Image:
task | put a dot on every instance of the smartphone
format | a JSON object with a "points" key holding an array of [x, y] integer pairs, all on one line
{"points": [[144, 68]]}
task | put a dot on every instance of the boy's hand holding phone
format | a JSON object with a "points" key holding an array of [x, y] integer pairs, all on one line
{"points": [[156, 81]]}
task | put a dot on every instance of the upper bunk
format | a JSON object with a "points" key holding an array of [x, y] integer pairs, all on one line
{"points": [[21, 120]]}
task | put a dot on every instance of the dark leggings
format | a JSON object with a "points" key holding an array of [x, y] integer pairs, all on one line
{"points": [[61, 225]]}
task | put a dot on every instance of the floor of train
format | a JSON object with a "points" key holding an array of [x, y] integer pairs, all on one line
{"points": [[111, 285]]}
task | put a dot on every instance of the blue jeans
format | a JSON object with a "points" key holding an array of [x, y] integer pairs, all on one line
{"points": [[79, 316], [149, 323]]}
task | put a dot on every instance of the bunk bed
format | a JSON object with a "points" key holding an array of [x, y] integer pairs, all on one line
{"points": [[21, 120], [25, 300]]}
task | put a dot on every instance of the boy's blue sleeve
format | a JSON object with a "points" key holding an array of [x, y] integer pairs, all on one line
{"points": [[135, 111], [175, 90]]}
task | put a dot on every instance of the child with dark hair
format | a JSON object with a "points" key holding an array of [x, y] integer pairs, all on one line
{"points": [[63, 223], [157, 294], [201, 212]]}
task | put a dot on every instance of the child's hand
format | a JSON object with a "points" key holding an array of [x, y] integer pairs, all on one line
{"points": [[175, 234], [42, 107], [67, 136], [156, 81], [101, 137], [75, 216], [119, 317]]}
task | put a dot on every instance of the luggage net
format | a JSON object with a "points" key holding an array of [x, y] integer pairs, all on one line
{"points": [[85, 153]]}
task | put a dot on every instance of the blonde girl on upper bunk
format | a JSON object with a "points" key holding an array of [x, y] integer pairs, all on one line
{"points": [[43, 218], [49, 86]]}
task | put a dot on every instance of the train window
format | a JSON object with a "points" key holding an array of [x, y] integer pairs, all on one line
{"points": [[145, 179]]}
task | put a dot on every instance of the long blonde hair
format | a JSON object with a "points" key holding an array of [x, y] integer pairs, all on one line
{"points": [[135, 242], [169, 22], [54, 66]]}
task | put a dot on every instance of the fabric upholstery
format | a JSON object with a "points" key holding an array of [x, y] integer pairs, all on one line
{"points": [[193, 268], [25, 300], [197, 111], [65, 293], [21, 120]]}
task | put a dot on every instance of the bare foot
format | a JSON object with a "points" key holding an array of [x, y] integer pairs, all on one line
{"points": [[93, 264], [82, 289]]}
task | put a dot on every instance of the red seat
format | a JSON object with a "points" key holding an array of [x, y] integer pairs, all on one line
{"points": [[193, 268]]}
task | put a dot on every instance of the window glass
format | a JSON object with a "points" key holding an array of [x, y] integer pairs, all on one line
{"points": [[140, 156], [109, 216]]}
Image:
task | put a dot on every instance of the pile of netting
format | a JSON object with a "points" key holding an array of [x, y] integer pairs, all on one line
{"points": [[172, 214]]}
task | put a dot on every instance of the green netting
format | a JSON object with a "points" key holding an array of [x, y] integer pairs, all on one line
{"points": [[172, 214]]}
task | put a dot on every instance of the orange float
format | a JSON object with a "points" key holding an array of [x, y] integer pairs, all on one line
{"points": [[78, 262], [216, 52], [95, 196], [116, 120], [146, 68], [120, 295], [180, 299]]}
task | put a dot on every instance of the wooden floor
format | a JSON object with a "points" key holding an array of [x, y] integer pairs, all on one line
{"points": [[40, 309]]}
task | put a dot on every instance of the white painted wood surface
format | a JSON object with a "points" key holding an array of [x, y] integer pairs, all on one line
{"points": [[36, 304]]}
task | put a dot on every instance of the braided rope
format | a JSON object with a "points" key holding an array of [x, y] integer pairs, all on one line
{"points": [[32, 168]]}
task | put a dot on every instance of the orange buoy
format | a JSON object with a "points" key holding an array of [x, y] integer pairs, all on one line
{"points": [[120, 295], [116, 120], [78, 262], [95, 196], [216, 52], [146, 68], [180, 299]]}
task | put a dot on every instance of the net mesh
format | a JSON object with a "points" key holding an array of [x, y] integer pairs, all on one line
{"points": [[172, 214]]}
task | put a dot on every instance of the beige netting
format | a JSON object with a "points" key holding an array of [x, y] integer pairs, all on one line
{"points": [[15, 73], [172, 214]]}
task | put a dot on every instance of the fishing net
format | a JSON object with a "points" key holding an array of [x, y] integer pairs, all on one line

DIRECTIONS FOR THIS TASK:
Every line of the listing that includes "train" must be shown.

WRITTEN REPLY:
task | put a dot on every instance of the floor of train
task | put a dot on every instance of the train window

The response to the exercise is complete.